#### Data for analysis ####

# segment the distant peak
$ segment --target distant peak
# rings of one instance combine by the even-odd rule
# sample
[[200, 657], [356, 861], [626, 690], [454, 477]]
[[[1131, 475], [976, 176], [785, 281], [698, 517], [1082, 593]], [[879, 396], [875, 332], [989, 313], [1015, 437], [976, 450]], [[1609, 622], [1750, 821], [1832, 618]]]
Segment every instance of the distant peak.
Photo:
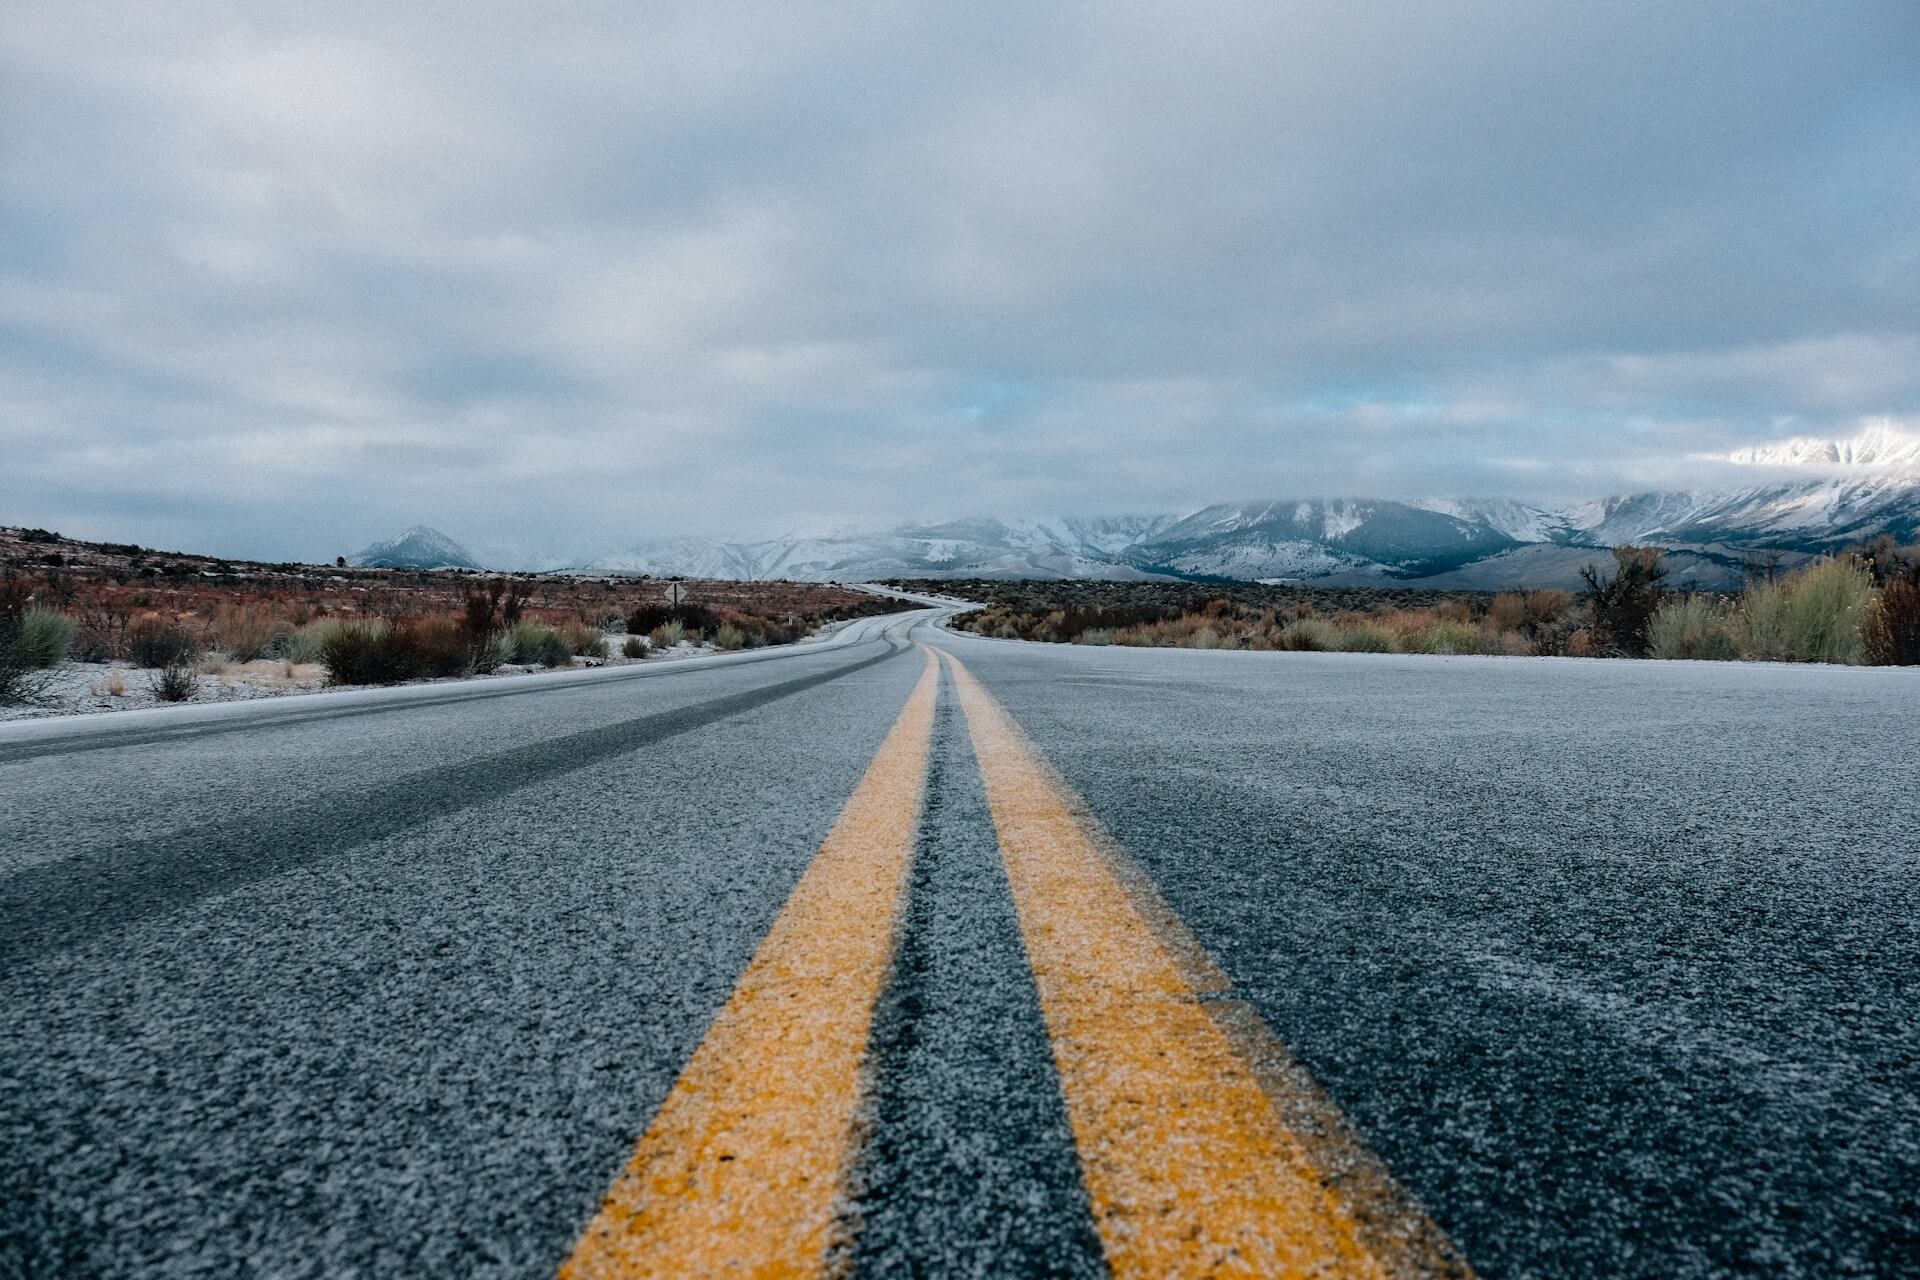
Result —
[[376, 542], [349, 556], [351, 564], [374, 569], [478, 569], [473, 553], [438, 529], [416, 524], [398, 537]]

####

§ What you have to do: Every line above that holds the word "peak" is to be found and copied.

§ Written solution:
# segment the distant peak
$ segment --target distant peak
Segment every instance of the distant peak.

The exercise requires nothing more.